EXCERPT TO READ:

════

Changing Shapes of Vampires

When I was around twelve, I read Bram Stoker’s Dracula (or did I see the old movie?) and was obsessed with it: the horror of the phantom scary stranger on the roof behind the blowing window curtain and the thrill of that juicy sexual component, the neck bite. Perhaps my fixation on Dracula had something to do with my fear of the helplessness that came with what my mother called “becoming a woman.” In that puritanical time, it was better to be one of the living dead than to be penetrated “down there.” Strictly speaking, Dracula got nowhere near third base and seemed to have no interest in it. The vampire virgin, like the possessed, was not responsible for her condition, and being a vampire negated the usefulness of reproduction in a system where life replaces death. .

As an adult, I have had little interest in vampires, though I suppose I should in view of the fact I would just love to live forever. I think what turned me off originally is an aversion to extreme horror and the utterly repulsive, like the sea of blood in the movie Interview with a Vampire. I’m a lot more queasy than I was at twelve – and the world of horror has gotten a lot more graphic. Also I have had the impression, without reading any contemporary vampire novels, that many of them are shallow horror-romances.

The vampire is a hot academic subject. When I plugged “+vampire +edu” into Google, I got almost eight million hits. “Evolution of Vampires” was a topic at Human Behavior and Evolution Society’s conference in Eugene, Oregon, in June 2010. And Purdue’s Comparative Literature and Culture (June, 2007) presented a paper, “Globalization, Empire, and the Vampire,” by Mario Vrbančić, in which, according to the abstract, he “analyses the vampire as the nation. . . . The vampire always occurs in the wake and decay of Empires. . . .[I]n America vampires disperse and multiply in popular culture and the mass media; in a newly emerging global order (Empire) they may embody the power of the multitude.” Dr. Thomas Garza (University of Texas, Austin) has studied people who identify themselves as vampires, and 20/20 did a segment about them. These folks start wanting blood as young teenagers, have (or want to have) fangs, don’t like sunlight. They obtain their blood from volunteer donors, who get an erotic thrill out of their thralldom; they don’t suck the donor dry but most monitor the amount of blood they take and are antiseptically clean in performing the procedure..Some experts view such real-life vampires as physically or psychologically damaged or as prototypes for the next step up the human evolutionary ladder.

════

ENTRIES:

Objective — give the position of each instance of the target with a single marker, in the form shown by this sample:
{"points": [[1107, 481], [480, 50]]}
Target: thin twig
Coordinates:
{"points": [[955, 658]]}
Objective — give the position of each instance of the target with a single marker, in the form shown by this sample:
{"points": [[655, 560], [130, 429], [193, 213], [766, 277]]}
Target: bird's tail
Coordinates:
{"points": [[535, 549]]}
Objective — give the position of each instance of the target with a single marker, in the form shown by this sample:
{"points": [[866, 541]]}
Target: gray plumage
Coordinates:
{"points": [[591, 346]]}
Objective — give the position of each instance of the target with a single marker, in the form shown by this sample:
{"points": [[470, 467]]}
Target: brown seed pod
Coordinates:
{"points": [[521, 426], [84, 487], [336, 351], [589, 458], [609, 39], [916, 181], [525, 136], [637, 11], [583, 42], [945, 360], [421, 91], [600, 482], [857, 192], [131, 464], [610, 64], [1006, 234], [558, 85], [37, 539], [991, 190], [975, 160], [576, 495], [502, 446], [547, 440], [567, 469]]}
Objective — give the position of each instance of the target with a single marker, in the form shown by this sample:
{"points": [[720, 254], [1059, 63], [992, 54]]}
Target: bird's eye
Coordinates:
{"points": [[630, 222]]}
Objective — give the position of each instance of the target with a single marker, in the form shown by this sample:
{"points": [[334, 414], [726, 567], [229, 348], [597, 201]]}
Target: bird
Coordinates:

════

ACTIONS TO TAKE:
A. Decide whether each statement agrees with the vampire essay: (i) the writer has read many contemporary vampire novels; (ii) "Evolution of Vampires" was a topic at a conference in Eugene, Oregon, in June 2010; (iii) the people Dr. Thomas Garza studied drain their donors completely. Answer yes or no for each, and quote the words of the vampire essay that settle it.
B. Copy out word for word the part of the vampire essay that opens with the words containing "When I was around" and closes with "replaces death. .".
The listing comes from a separate source with no connection to the vampire essay.

SOLUTIONS PER TASK:
A.
(i) No: "without reading any contemporary vampire novels"
(ii) Yes: "“Evolution of Vampires” was a topic at Human Behavior and Evolution Society’s conference in Eugene, Oregon, in June 2010."
(iii) No: "they don’t suck the donor dry"

B.
When I was around twelve, I read Bram Stoker’s Dracula (or did I see the old movie?) and was obsessed with it: the horror of the phantom scary stranger on the roof behind the blowing window curtain and the thrill of that juicy sexual component, the neck bite. Perhaps my fixation on Dracula had something to do with my fear of the helplessness that came with what my mother called “becoming a woman.” In that puritanical time, it was better to be one of the living dead than to be penetrated “down there.” Strictly speaking, Dracula got nowhere near third base and seemed to have no interest in it. The vampire virgin, like the possessed, was not responsible for her condition, and being a vampire negated the usefulness of reproduction in a system where life replaces death. .